> TO DO
Extract every line of the records that contains the string "murky", matching its case exactly.

[Segmentation dataset records]
--
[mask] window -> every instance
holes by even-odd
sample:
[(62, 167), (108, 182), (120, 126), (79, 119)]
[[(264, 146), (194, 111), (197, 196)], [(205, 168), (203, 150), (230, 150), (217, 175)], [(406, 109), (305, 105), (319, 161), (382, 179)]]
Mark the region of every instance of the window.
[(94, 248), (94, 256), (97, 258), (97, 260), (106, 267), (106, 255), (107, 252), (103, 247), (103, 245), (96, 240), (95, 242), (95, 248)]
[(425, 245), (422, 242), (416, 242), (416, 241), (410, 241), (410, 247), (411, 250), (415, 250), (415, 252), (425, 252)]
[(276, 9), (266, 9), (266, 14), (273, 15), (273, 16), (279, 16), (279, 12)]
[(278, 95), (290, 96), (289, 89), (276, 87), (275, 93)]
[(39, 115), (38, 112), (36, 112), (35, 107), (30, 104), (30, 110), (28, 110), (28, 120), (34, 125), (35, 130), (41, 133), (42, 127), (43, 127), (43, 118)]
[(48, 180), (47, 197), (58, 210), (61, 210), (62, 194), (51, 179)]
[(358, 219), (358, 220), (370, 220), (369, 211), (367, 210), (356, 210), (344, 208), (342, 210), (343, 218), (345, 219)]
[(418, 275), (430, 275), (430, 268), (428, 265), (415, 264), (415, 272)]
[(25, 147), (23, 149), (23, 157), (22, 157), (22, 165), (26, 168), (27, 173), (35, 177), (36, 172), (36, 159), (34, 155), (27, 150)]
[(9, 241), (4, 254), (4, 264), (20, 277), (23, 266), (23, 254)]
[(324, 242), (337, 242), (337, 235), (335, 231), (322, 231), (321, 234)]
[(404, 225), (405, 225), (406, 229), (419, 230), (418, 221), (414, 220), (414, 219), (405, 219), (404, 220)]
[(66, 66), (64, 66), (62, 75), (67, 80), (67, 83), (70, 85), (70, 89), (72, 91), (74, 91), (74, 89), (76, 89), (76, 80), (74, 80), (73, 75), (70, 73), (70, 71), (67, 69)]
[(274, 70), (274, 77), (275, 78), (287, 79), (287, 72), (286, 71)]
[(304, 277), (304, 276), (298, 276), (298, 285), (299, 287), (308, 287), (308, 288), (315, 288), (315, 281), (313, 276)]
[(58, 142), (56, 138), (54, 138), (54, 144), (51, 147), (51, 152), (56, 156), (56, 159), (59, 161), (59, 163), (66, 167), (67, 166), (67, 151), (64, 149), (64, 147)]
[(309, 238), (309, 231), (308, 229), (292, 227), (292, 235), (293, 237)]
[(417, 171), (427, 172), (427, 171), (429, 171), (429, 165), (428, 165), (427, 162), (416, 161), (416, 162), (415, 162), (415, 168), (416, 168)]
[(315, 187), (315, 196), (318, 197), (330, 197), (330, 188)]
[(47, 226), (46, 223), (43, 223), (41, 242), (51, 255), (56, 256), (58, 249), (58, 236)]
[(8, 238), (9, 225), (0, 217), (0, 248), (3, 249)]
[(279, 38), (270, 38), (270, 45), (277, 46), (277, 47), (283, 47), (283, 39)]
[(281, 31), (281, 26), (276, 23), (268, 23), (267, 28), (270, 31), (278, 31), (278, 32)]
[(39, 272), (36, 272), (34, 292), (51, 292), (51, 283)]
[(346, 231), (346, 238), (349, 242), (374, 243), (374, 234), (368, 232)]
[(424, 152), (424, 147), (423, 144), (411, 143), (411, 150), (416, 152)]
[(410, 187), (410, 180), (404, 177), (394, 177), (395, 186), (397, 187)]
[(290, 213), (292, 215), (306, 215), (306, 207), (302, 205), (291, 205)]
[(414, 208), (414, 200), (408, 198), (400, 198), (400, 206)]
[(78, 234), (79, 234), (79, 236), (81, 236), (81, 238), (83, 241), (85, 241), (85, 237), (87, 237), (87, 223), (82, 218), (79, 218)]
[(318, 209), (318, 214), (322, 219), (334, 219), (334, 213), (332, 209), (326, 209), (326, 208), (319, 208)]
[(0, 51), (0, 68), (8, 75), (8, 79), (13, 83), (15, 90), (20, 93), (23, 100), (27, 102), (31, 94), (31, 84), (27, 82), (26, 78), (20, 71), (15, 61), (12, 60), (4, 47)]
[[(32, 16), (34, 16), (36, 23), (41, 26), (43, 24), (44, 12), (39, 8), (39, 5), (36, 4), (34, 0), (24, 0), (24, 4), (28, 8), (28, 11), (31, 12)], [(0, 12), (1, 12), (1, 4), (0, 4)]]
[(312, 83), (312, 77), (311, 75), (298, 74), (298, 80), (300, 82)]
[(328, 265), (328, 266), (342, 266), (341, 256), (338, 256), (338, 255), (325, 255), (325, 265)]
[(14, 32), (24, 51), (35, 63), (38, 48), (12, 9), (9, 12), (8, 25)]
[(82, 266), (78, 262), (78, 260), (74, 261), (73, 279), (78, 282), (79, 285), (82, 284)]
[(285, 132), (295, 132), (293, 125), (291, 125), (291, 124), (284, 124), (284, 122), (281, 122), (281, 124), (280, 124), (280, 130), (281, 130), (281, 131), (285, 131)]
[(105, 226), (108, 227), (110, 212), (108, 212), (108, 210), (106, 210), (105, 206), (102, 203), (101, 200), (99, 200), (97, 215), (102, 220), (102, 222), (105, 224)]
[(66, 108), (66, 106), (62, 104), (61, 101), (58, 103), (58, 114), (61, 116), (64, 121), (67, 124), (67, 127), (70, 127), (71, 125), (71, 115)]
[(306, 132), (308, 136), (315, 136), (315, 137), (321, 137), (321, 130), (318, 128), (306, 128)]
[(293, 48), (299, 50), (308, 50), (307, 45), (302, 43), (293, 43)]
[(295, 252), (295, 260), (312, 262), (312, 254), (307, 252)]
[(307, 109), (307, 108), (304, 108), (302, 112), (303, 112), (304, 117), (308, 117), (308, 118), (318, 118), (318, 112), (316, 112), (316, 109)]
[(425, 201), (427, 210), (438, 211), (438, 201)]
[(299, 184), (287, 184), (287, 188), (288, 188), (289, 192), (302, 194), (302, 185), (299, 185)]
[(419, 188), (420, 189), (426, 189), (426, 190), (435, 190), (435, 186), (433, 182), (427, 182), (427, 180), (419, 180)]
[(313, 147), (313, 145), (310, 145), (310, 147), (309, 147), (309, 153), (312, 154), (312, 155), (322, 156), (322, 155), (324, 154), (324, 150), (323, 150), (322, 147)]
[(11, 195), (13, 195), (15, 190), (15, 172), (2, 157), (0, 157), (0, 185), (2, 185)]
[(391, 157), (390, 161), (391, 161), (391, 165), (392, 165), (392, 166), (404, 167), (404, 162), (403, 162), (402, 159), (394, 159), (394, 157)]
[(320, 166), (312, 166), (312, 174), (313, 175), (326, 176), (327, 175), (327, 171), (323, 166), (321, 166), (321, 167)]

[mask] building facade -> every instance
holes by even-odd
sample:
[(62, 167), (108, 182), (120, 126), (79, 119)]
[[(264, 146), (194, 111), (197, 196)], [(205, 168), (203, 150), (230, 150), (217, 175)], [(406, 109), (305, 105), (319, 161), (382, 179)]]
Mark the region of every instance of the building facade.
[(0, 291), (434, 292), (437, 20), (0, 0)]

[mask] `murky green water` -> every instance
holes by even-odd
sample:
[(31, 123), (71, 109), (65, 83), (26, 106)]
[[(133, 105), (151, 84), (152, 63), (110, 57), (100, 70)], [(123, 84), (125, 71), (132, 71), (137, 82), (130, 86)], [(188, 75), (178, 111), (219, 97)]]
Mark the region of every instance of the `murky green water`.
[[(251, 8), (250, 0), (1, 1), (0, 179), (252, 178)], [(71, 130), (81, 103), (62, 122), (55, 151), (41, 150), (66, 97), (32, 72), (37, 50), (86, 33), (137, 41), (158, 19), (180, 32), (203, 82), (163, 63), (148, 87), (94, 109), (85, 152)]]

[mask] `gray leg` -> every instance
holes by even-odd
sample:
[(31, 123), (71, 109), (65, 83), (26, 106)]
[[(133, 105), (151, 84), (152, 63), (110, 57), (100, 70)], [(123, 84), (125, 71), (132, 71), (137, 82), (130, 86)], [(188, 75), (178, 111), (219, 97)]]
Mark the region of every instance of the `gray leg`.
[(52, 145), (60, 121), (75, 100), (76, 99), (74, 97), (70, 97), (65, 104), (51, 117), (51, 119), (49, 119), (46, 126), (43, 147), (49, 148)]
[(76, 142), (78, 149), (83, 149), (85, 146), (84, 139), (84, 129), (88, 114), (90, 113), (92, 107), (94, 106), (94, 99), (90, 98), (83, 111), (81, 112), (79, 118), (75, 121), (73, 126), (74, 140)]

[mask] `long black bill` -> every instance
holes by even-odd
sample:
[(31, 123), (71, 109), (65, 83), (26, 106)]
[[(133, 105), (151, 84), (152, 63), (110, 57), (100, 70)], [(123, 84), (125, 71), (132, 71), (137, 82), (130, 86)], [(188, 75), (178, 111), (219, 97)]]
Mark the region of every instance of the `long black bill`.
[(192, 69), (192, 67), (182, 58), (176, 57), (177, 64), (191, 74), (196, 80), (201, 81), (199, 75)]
--
> EXPECTED ANSWER
[mask] `murky green water` -> every instance
Mark the region of every instance of the `murky green water`.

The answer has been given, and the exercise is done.